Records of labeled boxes
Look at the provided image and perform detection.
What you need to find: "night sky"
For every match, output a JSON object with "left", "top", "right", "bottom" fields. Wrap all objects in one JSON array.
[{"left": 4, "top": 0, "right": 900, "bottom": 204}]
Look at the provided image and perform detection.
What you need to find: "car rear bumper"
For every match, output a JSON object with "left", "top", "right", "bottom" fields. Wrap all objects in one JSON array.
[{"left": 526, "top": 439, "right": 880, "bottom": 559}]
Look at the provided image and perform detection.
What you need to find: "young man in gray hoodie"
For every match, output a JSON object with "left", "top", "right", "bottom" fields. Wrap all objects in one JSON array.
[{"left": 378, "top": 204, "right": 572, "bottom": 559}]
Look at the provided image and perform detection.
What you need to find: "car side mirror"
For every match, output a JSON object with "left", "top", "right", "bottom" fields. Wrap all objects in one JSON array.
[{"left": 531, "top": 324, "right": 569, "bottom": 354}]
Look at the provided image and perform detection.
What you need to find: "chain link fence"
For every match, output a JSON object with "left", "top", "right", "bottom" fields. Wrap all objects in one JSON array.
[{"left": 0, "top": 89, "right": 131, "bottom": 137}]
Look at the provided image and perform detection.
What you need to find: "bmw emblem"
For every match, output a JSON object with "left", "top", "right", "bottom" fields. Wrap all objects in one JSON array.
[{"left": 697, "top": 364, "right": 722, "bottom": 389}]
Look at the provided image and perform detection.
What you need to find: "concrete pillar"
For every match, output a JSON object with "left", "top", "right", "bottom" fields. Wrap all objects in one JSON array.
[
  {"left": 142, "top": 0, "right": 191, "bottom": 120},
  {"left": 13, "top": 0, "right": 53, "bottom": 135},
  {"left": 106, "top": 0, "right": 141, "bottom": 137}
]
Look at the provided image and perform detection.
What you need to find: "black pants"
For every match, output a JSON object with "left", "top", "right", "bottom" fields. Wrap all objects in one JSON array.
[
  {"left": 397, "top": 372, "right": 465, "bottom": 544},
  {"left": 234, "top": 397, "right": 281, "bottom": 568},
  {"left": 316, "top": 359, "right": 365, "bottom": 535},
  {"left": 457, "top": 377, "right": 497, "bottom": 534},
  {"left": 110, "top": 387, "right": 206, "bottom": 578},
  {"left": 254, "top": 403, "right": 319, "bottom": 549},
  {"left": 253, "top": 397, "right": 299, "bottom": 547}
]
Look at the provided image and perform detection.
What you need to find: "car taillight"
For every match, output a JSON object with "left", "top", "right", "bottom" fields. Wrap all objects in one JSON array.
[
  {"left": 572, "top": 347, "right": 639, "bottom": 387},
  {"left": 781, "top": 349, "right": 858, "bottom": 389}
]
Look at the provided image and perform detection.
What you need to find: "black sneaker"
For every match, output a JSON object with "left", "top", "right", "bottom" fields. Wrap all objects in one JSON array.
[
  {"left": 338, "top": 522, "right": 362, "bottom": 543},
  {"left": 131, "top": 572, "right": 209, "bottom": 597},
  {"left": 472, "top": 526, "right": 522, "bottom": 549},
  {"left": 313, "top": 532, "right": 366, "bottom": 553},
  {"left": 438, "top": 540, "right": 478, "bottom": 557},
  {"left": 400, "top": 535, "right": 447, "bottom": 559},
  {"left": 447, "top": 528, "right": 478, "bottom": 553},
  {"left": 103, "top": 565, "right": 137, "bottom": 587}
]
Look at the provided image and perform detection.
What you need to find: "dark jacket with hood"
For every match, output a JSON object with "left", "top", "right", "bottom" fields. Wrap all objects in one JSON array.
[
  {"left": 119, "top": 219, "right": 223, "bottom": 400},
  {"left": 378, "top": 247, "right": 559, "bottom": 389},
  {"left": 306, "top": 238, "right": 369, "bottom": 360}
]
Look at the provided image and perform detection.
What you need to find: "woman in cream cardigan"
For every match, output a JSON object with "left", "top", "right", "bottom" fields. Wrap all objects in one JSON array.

AIM OF THE EXERCISE
List every line from the data above that contains the word "black".

THE ANSWER
What you need to find: "black pants"
What you need to find: "black sneaker"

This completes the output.